Another challenge to the AWCA, Rupp v. Bonta, has already been appealed to the Ninth Circuit court from the U.S. District Court for the Central District of California.

On November 30, 2021, the Ninth Circuit Court restored the state ban on high-capacity magazines in Duncan v. Bonta, suggesting that the court would also reverse the lower court ruling in Miller v. Bonta.

On June 23, 2022, the U.S. Supreme Court decided New York State Rifle & Pistol Association, Inc. v. Bruen, broadly rejecting any "means-end tests" such as the strict or intermediate scrutiny the Ninth Circuit had applied in upholding the constitutionality of various gun regulations. The opinion, written by Justice Clarence Thomas, emphasized that going forward the standard for applying the Second Amendment will require the government to "justify its regulation by demonstrating that it is consistent with the Nation's historical tradition of firearm regulation." This newly clarified "text as informed by history" standard is widely expected to significantly affect how gun control cases such as Miller and Rupp are decided.

On August 1, 2022, the Ninth Circuit three-judge panel vacated and remanded the case “for further proceedings consistent with the United States Supreme Court's decision in New York State Rifle & Pistol Ass’n, Inc. v. Bruen.”

=== Remanded case at District Court ===
On October 19, 2023 Judge Roger Benitez delivered a decision on the remanded case in the United States District Court Southern District of California. In this decision he ruled the California assault weapons ban unconstitutional for the second time in that it violated the defendants' Second Amendment rights and granted a permanent injunction on the enforcement of the California statute. A 10 day stay on this ruling was also issued by Judge Benitez in anticipation of an appeal to the Ninth Circuit.

== Reaction ==
State officials, including Governor Gavin Newsom and Attorney General Rob Bonta, issued strongly worded statements opposing Judge Benitez's ruling. Newsom took particular issue with Judge Benitez comparing an AR-15 style rifle to a Swiss Army knife in the first sentence of his opinion. Bonta noted that the ruling had come down days after a mass shooting in San Jose, although the semiautomatic pistols used in that shooting had not been banned. The Giffords Law Center to Prevent Gun Violence called it insulting that the ruling was handed down on National Gun Violence Awareness Day. Gun-rights groups, including the National Rifle Association of America, Firearms Policy Coalition, and Gun Owners of America, celebrated the ruling.

In December 2021, Governor Newsom again cited Judge Benitez's Swiss Army knife comparison in response to the U.S. Supreme Court's decision in Whole Woman's Health v. Jackson that effectively upheld enforcement of the Texas Heartbeat Act. He called for the California State Legislature to apply the act's framework to gun control, by introducing a private right of action against manufacturers, distributors, and sellers of assault weapon or privately made firearm supplies in the state.

◆ Task requirements
Copy the court-case passage from the words "Another challenge to" through the words "Miller v. Bonta.", swapping "Ninth Circuit" for "Court of Appeals" each time it occurs. The records are unrelated to this text.

◆ Dataset entries
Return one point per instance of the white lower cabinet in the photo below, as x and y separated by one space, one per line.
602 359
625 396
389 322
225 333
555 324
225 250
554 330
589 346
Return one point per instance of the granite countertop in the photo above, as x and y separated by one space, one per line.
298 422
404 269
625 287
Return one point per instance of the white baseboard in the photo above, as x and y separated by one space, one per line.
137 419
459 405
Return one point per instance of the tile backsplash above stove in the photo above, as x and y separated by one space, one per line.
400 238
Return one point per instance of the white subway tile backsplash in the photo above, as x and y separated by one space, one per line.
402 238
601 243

==

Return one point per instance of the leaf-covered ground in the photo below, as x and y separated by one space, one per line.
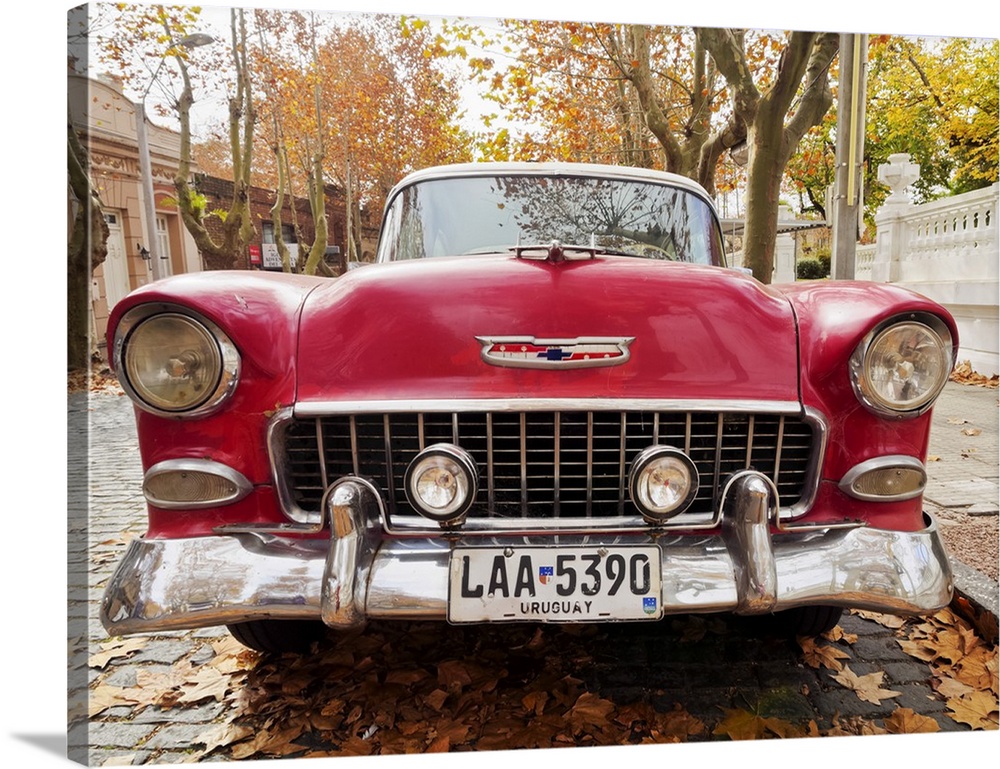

◆ Written solution
Another challenge to the AWCA, Rupp v. Bonta, has already been appealed to the Court of Appeals court from the U.S. District Court for the Central District of California.

On November 30, 2021, the Court of Appeals Court restored the state ban on high-capacity magazines in Duncan v. Bonta, suggesting that the court would also reverse the lower court ruling in Miller v. Bonta.